Raw data:

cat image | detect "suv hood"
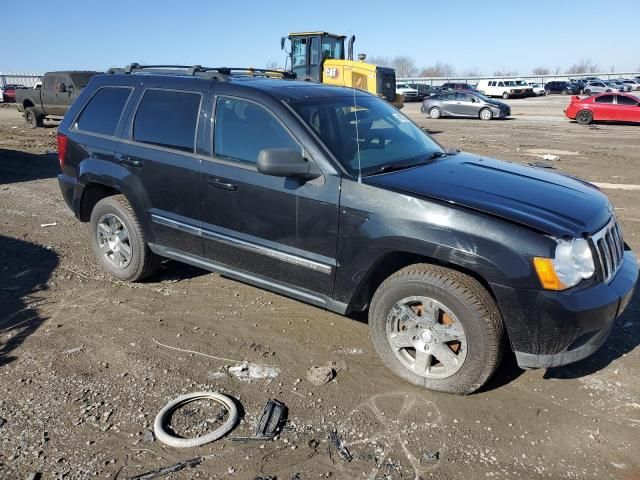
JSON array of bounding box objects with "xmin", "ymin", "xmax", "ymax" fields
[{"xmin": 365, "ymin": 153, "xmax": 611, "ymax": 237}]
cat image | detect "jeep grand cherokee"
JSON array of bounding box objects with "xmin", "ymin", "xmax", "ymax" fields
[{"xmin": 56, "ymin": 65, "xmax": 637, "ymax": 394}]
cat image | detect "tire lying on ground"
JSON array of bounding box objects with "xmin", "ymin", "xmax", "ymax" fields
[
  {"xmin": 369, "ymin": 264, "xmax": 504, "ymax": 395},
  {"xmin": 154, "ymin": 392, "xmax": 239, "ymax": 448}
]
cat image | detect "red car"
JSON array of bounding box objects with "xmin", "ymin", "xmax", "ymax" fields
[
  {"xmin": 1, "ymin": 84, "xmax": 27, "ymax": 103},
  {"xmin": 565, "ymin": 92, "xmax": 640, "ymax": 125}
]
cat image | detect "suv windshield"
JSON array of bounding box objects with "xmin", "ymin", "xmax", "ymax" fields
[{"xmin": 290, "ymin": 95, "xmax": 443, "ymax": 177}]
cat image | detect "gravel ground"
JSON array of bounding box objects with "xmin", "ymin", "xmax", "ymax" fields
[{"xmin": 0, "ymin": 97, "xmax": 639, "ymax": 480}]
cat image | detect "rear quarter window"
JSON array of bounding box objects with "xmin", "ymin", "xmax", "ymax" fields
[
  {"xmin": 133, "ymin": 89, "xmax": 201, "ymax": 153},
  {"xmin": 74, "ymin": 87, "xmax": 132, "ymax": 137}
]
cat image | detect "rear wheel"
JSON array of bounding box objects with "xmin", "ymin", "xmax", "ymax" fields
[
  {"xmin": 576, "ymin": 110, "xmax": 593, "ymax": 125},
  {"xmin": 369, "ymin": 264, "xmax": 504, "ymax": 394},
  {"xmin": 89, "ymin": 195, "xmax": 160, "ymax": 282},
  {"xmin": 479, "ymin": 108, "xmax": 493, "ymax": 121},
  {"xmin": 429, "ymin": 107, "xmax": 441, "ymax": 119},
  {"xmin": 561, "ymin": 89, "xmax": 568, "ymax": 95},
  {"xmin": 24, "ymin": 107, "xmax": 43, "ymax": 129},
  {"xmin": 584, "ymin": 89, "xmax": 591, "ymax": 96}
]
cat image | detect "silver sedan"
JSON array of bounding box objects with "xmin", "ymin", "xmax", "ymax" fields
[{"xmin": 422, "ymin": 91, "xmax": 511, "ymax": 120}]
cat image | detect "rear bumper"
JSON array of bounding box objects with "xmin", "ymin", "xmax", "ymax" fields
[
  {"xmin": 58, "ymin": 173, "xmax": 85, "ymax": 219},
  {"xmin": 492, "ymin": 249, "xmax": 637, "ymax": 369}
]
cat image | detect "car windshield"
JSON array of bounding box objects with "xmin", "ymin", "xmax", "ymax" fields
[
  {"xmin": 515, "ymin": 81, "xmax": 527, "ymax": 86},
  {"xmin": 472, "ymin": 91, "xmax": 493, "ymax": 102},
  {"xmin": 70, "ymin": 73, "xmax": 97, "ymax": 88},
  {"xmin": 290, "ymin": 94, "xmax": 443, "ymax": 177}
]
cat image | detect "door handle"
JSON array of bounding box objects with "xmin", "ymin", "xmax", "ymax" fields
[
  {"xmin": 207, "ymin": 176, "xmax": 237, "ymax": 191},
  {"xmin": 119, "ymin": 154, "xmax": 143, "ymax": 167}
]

...

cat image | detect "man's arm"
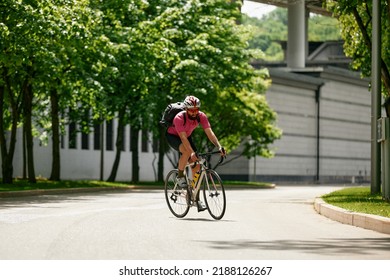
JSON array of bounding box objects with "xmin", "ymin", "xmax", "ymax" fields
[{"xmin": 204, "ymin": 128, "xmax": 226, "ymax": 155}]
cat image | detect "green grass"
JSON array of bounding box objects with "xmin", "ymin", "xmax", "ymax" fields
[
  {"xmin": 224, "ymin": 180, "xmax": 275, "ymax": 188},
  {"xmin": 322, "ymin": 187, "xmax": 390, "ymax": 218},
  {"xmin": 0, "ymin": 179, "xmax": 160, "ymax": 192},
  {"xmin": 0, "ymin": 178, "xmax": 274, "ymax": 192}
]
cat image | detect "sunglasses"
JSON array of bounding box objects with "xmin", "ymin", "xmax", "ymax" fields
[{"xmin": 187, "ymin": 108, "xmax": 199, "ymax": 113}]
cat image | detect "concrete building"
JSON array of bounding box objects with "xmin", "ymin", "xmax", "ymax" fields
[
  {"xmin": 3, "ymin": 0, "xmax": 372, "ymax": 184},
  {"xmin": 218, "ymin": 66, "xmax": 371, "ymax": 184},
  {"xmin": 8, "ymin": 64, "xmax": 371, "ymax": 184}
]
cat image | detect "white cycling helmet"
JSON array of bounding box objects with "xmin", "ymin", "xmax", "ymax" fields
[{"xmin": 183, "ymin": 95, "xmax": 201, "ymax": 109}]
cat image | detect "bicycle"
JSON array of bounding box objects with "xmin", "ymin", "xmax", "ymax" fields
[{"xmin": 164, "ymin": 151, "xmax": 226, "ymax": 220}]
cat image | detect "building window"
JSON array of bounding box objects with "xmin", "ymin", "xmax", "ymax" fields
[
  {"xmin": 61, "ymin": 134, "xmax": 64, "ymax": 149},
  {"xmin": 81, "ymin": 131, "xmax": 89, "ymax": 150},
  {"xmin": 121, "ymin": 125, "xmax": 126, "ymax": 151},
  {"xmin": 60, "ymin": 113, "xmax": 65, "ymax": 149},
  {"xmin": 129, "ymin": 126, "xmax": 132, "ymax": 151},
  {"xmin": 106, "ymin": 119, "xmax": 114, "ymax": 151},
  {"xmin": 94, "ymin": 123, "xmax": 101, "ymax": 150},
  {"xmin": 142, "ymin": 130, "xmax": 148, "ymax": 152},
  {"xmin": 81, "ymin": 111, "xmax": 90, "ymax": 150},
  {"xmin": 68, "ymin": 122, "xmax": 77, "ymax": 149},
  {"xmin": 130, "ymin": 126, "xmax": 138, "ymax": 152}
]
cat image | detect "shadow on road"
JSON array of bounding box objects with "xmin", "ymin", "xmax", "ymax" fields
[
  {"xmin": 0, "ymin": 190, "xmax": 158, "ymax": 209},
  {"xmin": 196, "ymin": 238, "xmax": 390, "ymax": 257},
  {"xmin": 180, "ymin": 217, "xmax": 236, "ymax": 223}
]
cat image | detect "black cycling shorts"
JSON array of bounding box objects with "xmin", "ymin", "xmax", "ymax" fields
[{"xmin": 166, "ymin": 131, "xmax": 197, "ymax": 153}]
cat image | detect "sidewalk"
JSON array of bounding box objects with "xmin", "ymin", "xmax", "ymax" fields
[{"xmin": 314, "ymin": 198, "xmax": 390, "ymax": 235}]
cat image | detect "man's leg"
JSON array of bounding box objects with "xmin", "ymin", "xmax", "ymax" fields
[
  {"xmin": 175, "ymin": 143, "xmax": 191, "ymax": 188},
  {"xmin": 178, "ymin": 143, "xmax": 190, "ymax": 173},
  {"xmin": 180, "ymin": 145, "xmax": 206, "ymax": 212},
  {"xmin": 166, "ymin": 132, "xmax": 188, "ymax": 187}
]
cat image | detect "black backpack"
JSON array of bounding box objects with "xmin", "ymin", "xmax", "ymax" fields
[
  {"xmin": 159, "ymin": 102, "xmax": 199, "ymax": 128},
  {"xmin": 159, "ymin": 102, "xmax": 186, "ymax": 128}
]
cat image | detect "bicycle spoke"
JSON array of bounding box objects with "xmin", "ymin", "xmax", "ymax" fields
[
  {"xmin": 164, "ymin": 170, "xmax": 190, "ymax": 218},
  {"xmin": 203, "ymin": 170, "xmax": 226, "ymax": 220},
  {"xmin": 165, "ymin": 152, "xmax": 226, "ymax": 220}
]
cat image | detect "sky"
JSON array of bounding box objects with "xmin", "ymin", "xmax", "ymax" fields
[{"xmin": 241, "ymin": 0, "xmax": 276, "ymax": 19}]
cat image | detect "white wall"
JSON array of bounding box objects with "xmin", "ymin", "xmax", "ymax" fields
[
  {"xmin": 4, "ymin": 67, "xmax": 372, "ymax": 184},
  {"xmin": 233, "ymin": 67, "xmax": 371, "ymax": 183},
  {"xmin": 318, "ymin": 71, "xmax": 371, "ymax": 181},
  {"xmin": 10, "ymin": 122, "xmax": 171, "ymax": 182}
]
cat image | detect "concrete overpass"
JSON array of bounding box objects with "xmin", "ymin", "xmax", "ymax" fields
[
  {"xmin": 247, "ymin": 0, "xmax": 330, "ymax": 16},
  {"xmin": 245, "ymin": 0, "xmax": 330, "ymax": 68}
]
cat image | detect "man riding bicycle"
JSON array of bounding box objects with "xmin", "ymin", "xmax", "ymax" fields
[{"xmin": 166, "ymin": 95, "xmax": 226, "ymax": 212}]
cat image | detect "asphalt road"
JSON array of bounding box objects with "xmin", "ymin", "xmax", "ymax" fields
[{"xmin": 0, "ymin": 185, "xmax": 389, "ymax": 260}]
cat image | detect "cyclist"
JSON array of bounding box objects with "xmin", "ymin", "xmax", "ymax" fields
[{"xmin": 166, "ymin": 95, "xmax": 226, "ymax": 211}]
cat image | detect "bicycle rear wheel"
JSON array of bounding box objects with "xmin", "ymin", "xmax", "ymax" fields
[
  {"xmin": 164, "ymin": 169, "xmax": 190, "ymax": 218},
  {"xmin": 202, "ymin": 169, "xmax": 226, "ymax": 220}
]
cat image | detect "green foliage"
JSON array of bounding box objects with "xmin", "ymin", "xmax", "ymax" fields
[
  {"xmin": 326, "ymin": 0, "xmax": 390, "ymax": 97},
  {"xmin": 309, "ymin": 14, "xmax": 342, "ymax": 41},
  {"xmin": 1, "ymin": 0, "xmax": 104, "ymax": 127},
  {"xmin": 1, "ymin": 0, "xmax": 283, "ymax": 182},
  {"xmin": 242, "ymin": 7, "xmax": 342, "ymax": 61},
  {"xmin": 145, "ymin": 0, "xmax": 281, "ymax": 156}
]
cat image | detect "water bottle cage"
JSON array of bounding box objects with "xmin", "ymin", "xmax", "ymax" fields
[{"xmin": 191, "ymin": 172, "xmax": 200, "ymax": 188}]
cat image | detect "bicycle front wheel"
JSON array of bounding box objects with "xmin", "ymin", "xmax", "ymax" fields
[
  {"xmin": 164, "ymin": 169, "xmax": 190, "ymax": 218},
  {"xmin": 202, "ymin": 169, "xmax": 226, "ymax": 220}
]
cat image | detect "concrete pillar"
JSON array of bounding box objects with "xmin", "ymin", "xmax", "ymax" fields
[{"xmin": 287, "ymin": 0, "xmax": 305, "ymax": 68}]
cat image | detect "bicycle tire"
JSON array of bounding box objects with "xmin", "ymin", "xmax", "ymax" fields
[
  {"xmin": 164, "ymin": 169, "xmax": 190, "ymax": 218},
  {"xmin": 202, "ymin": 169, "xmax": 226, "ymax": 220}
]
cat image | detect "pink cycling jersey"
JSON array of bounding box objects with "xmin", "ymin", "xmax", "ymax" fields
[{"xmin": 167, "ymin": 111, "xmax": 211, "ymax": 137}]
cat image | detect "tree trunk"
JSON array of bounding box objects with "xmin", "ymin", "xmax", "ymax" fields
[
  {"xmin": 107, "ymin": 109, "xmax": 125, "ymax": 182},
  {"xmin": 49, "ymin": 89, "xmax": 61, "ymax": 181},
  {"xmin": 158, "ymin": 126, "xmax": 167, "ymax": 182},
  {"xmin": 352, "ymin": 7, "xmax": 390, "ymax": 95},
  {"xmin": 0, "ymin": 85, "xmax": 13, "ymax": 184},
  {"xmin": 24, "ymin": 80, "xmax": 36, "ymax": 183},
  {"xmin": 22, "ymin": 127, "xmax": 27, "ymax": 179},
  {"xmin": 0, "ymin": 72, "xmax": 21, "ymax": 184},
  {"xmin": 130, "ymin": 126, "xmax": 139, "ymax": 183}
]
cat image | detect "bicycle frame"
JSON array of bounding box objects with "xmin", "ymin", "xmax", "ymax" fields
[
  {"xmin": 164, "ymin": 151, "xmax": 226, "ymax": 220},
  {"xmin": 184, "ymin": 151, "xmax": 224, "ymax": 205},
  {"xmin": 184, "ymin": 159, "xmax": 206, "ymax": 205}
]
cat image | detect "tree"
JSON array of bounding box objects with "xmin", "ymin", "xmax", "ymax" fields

---

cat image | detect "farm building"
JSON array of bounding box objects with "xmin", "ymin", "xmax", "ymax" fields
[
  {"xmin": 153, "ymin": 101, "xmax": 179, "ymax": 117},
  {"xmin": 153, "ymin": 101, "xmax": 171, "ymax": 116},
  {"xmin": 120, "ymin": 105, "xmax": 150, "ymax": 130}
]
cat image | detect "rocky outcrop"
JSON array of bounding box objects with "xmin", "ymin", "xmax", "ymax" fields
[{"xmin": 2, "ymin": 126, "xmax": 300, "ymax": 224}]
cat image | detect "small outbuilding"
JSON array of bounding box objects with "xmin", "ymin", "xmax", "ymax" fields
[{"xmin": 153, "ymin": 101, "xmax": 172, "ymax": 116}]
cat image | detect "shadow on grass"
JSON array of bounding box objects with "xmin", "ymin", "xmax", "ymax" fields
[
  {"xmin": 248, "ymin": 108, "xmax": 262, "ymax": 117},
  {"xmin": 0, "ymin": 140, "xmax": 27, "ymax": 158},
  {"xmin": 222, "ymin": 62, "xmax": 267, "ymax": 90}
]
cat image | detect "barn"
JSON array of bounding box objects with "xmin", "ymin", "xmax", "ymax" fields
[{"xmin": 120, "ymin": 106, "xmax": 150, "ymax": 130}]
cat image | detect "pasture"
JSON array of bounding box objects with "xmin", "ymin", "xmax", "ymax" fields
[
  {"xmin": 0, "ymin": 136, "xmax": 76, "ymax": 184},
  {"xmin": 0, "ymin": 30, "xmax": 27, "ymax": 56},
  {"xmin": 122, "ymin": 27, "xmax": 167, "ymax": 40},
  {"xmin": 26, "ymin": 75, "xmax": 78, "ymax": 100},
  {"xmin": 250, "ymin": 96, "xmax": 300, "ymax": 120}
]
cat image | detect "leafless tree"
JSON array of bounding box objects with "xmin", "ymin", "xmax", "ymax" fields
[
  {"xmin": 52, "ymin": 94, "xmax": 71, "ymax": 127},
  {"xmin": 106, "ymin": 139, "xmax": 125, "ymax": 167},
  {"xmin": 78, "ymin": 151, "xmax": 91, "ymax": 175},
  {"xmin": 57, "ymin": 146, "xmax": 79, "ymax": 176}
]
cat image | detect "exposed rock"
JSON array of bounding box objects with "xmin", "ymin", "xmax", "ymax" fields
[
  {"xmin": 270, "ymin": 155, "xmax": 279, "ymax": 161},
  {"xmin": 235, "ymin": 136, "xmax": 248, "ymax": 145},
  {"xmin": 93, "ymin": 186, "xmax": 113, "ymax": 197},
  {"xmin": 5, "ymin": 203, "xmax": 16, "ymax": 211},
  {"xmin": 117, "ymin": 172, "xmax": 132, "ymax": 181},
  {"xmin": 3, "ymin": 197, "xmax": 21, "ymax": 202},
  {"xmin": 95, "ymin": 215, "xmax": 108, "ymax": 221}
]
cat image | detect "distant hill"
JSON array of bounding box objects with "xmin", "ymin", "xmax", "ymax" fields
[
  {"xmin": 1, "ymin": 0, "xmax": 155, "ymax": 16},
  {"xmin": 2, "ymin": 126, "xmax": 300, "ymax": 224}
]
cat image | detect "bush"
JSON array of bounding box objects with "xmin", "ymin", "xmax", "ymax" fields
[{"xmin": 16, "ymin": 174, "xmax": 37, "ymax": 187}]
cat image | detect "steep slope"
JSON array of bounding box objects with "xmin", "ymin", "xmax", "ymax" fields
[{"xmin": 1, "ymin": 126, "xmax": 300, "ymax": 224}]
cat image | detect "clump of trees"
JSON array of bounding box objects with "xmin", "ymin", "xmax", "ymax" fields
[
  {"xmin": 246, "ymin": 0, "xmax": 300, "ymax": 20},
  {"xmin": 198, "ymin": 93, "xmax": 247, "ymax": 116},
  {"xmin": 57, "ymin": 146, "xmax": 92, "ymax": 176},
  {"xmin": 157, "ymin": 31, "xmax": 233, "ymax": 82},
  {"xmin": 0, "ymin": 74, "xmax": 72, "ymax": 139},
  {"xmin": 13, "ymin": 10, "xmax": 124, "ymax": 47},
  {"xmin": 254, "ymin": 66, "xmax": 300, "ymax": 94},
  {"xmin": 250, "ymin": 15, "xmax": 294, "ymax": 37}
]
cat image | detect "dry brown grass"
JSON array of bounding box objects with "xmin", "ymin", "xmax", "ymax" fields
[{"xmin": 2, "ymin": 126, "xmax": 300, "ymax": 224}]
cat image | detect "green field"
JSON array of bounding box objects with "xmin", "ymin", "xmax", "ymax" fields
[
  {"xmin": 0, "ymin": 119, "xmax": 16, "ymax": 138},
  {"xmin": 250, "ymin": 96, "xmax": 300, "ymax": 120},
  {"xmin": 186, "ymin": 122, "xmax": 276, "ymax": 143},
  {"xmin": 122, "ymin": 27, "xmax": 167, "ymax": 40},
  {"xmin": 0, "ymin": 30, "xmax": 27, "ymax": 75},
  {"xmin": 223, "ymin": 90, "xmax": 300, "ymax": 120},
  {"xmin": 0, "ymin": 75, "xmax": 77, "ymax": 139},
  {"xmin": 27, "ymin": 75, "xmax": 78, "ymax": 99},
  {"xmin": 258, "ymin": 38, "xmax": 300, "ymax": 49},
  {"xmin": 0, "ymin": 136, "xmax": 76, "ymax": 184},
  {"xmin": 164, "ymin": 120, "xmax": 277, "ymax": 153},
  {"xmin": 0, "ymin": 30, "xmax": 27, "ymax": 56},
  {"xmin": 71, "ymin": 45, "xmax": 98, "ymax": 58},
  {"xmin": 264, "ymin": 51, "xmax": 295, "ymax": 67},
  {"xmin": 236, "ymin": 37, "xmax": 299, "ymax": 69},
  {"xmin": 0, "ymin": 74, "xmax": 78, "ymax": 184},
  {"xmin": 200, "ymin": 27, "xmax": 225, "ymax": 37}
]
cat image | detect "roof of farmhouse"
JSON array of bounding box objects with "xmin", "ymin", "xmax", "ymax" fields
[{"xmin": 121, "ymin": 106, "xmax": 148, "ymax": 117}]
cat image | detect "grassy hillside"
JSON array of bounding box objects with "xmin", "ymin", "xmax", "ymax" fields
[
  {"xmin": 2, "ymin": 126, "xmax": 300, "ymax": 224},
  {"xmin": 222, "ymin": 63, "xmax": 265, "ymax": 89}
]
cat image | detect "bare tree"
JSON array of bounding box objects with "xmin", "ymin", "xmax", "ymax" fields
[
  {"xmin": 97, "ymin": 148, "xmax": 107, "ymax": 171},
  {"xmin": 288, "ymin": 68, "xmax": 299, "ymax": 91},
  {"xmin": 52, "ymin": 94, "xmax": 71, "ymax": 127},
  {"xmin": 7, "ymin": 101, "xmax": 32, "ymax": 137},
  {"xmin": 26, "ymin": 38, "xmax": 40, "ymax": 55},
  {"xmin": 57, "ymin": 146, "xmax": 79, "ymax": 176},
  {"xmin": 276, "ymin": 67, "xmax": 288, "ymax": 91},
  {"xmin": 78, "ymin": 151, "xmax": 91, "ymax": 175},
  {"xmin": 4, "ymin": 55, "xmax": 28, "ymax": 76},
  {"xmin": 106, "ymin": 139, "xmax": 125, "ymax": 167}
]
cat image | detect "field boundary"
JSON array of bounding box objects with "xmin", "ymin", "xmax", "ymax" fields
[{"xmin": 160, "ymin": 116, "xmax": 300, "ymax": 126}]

Work to complete: Answer with one number: how many lines in the listing hold "green".

Result of the exercise: 3